▸ Input data
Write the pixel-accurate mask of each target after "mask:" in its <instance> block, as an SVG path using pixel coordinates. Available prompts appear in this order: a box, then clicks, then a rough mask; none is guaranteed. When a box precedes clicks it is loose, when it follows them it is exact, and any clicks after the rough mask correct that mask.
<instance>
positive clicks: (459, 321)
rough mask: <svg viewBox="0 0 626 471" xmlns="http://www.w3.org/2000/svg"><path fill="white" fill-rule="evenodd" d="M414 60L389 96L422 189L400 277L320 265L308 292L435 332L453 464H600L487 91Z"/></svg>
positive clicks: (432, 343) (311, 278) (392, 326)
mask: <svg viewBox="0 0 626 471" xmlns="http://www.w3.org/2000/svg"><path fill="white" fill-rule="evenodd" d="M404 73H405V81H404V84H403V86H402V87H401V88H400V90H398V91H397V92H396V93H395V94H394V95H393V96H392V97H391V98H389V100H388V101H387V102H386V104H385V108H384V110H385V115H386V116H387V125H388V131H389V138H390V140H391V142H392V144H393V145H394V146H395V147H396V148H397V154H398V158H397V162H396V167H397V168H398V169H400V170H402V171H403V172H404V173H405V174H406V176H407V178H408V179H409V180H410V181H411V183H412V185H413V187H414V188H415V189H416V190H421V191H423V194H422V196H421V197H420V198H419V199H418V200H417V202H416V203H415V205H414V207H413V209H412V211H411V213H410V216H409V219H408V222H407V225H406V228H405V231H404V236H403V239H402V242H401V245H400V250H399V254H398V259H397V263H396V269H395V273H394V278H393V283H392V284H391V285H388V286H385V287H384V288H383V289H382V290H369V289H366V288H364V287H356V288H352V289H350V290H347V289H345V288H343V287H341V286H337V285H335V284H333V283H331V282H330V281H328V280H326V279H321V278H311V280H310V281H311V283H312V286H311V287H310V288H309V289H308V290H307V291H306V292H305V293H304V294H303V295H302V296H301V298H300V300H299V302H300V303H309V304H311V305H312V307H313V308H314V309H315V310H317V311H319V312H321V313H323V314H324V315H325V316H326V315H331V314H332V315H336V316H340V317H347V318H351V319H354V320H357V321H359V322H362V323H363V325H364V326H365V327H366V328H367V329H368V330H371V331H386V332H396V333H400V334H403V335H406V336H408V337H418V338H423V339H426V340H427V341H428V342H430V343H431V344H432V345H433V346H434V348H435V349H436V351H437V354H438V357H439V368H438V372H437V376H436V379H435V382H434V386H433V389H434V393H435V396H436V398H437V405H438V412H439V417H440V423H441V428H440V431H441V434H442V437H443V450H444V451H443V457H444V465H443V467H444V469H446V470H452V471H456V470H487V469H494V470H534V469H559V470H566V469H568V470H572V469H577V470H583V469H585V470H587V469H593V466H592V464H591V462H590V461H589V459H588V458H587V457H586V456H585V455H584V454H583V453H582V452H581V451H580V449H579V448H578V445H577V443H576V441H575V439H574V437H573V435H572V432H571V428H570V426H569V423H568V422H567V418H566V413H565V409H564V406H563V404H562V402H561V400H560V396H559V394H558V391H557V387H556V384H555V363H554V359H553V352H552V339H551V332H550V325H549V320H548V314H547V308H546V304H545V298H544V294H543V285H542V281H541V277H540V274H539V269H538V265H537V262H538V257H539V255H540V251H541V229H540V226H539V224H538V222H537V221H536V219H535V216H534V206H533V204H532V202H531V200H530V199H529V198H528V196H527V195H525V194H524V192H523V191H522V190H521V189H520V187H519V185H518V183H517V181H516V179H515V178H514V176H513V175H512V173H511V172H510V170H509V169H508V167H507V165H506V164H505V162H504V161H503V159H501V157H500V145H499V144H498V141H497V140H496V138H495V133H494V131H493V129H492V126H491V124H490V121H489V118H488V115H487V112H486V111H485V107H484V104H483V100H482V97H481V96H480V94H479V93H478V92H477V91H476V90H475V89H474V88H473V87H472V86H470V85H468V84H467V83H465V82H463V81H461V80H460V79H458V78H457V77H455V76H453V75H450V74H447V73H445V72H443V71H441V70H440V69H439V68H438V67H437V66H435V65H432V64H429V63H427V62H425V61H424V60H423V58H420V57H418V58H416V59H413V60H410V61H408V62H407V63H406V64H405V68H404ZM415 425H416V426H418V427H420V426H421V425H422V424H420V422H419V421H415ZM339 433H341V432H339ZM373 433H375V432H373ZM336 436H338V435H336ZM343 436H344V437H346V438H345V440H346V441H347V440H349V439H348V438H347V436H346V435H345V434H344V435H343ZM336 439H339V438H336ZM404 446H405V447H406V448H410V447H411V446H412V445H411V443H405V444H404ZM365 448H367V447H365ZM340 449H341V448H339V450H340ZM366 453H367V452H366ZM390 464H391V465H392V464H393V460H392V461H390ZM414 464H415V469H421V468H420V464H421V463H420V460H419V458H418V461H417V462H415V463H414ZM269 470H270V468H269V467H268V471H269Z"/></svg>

▸ Instructions for the task
Repeat, word for word, the lines from the start of the records to the line that contains "rough mask: <svg", both of them included, and no others.

▸ Output for this task
Write the pixel-accurate mask of each target after "mask:" in its <instance> block, as an SVG path using pixel coordinates. Available prompts appear in this order: a box, then clicks, then a rough mask; none is guaranteed. When a box precedes clicks it is loose, when it follows them it is exact, and any clicks after the rough mask correct that mask.
<instance>
positive clicks: (459, 321)
rough mask: <svg viewBox="0 0 626 471" xmlns="http://www.w3.org/2000/svg"><path fill="white" fill-rule="evenodd" d="M414 60L389 96L422 189L400 277L320 265L308 292L435 332L453 464H600L487 91Z"/></svg>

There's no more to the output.